## To do:
Reproduce the passage of the workshop transcript starting with "See, if you put" and going on through "that make sense?".

## Text extract:
Now, most of us-at least let me speak for myself, and I think most of you will find this; there are whole years where I can’t remember what happened. I know I must have been three, but I can’t remember anything from three, or something like that. You want to drop memories in where they don’t interfere with memories that are already there. In Erickson’s famous description of the “February Man,” where he built a past using much this technique, really, only in more laborious way, and doing a lot of trances and stuff, then perhaps a richer way. He put this lady in a somnambulistic trance, which she had no memory of later, and he appeared after birthdays or before birthdays, or after this or after that, so he’d find a milestone and then come in before or after, when she had no particular memories that it would conflict with.

See, if you put someone in trance and they remember very clearly their third birthday, “Wow, what a party, and I got this purple tricycle and, Oooo, wow!” and then you install something in there, there is a lot more chance to have something unecological happen. You know, if you have a stranger come to your third birthday party and you go, “Who the hell is that!” (laughter) it’s just much more likely to jam and conflict with the other things that are there.

So what you want to do is drop it in one of those places where, you know, no particular things were happening. You kind of know where you were living, and yeah, you were kind of going to school at that time, but there was no particular memory like this to get in its way, and there’s lots of room there to just build it in. Does that make sense?

Group member: That very vagueness of no particular thing.

Steve: Yeah.

Group member: It made it difficult to build those powerful submodalities into a scene-by-scene basis.

Steve: What made it difficult?

Group member: Well, because there was nothing to fix on. I need a milepost to build.

Steve: OK, all right, but now you know, right? (Group member looks doubtful.) I mean you can kind of figure what house was I in, you know, can you remember your parents at the time or something like that; somehow to get into at least the ballpark where you want to go. And it doesn’t matter that much where you put it, as long as it doesn’t mess up something that’s already there. OK, a couple more.

Group member: This is an aside question. You said you have a self-esteem or self-concept that generalizes through time, as opposed to the way a phobia generalizes. It seems that in agoraphobia the difference between that and other phobias, is that it generalizes through time in a way that most phobias don’t.

Steve: It’s a good question. I don’t have the answer. I haven’t studied them, but I think it would be a good one to follow up.

Group member: Can you repeat questions?

Steve: Yeah. The question was, “Is agoraphobia more like a self-concept thing that generalizes through time?” and I think it’s a good question. Agoraphobia, where people are afraid to go out of the house or they’re afraid to go anywhere, they’re not fixed on a certain stimulus. That’s really kind of a question for tomorrow-bring it up again tomorrow, because I know there are at least two kinds of agoraphobics. Oh, heck, I’ll do it now. One kind is-people who have an individual phobic experience and then start generalizing, it starts eating up their whole life; sort of like these computer worms that you get into a computer and it eats up data and stuff, and particularly if it’s something-See, if you’re phobic of airplanes, you know, there aren’t airplanes around the corner, but if you get-

Group member: You know when to have it.

## Source material:
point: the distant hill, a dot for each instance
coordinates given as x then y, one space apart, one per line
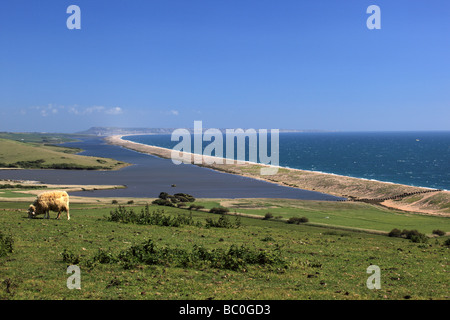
109 131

## Expected answer:
See, if you put someone in trance and they remember very clearly their third birthday, “Wow, what a party, and I got this purple tricycle and, Oooo, wow!” and then you install something in there, there is a lot more chance to have something unecological happen. You know, if you have a stranger come to your third birthday party and you go, “Who the hell is that!” (laughter) it’s just much more likely to jam and conflict with the other things that are there.

So what you want to do is drop it in one of those places where, you know, no particular things were happening. You kind of know where you were living, and yeah, you were kind of going to school at that time, but there was no particular memory like this to get in its way, and there’s lots of room there to just build it in. Does that make sense?